§ Source passage:
Search code examples
powershellforeach

In a PowerShell ForEach-Object loop is it possible to dump contents to a log file every 1000 entries?


If I am using a PowerShell ForEach-Object statement, and storing contents in a variable, is it possible to dump those contents to a log file every 1000 entries?

I only ask because I am processing files with tens of thousands if not hundreds of thousands of lines, and can take hours to process. If the computer or program crashes, I at least want partial part of it saved to a log file. Outputting every line one at a time seems it will slow the process too.

(EDIT: Added additional content to code, I guess I wasn't doing myself any favors by trying to simplify it)

Example:

$count = 1
Get-ChildItem -Path "$path" -Recurse -File | ForEach-Object {
    $fileinfo = $_
    $FullName = $fileinfo.FullName -replace [regex]::Escape("$hashpath"), ''
    $LastWriteTime = $fileinfo.LastWriteTime.ToString('yyyyMMdd_HHmss)
    Write-Host "$count of $numfiles $FullName $($fileinfo.Length) $LastWriteTime"
    $count++
    $filehash = (Get-FileHash -LiteralPath $fileinfo.FullName -Algorithm SHA256).Hash
    "$FileHash $FullName $($fileInfo.Length) $LastWriteTime"
} | Out-File -Encoding UTF8 -FilePath $hashlog

I was considering using a counter, but not sure how I would only capture each 1000 parts. Thanks for any assistance.

EDIT: Output I'm trying to achieve:

[SHA256HASHOUTPUT] [RELATIVE FILE PATH] [FILE SIZE] [DATETIMESTAMP]
0123456789012345678901234567890123456789012345678901234567891234 \file1.txt 345 20231129_130623

Solution

  • You can use a List<T> to buffer the hashes before outputting to a file, and an anonymous function to handle the logic to output to a file when its .Count reaches that buffer.

    Worth noting:

    • Format-Table -AutoSize is not needed at all in your code and is affecting its performance by delaying the output to the file. Most likely something like this will give a very similar performance and no buffering is needed:

      Get-ChildItem -Path $path -Recurse -File |
          Get-FileHash -Algorithm SHA256 |
          ForEach-Object Hash |
          Out-File $hashlog -Encoding utf8
      
    • .Trim() the .Hash value is not needed.

    • Output from Get-ChildItem can be piped directly to Get-FileHash.

    Get-ChildItem -Path $path -Recurse -File |
        Get-FileHash -Algorithm SHA256 | & {
            begin {
                # tweak the amount of lines to hold before outputing to file
                $buffersize = 1000
                $list = [System.Collections.Generic.List[string]]::new($buffersize)
            }
            process {
                # add the Hash to the List
                $list.Add($_.Hash)

§ Written exercise 1:
Translate this sentence from the PowerShell thread above into Spanish: "Output from Get-ChildItem can be piped directly to Get-FileHash."
§ Written exercise 2:
Pick up the PowerShell thread above from where it stops and continue it.

§ Entries shown:
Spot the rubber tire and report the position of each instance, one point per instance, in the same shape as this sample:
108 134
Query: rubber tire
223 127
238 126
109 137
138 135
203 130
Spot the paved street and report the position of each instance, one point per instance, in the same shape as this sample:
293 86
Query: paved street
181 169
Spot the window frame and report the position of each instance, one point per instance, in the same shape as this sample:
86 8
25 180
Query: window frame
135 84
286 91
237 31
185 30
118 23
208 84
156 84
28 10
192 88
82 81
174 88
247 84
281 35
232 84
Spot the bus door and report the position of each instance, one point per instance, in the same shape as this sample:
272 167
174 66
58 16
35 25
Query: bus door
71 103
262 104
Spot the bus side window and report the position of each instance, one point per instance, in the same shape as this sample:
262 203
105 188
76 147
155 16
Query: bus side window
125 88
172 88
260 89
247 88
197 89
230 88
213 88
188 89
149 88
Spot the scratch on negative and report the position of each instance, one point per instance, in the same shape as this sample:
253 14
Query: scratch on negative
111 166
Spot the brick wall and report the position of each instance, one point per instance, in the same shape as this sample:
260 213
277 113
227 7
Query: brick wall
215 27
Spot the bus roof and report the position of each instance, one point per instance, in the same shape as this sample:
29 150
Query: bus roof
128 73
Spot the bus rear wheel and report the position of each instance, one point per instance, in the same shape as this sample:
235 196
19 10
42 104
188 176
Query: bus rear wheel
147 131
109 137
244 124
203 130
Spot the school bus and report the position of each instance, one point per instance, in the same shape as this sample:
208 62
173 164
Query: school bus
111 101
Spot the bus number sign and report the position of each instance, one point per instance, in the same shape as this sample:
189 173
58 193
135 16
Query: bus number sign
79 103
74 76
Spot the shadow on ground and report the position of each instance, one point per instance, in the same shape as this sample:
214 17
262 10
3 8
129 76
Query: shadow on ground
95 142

§ Exercise output 1:
La salida de Get-ChildItem se puede canalizar directamente a Get-FileHash.

§ Exercise output 2:
                # if the List size is equal to the buffer size
                if ($list.Count -eq $buffersize) {
                    # output the content to the file
                    $list.ToArray()
                    # and clear the list
                    $list.Clear()
                }
            }
            end {
                # if there is any remaining data
                if ($list.Count) {
                    # output it to the file
                    $list.ToArray()
                }
            }
        } |
        Out-File $hashlog -Encoding utf8
    

    For the updated question, if you want to re-use the buffering logic you can approach it this way:

    Get-ChildItem -Path $path -Recurse -File -PipelineVariable file |
        Get-FileHash -Algorithm SHA256 | & {
            begin {
                # tweak the amount of lines to hold before outputing to file
                $buffersize = 1000
                $list = [System.Collections.Generic.List[string]]::new($buffersize)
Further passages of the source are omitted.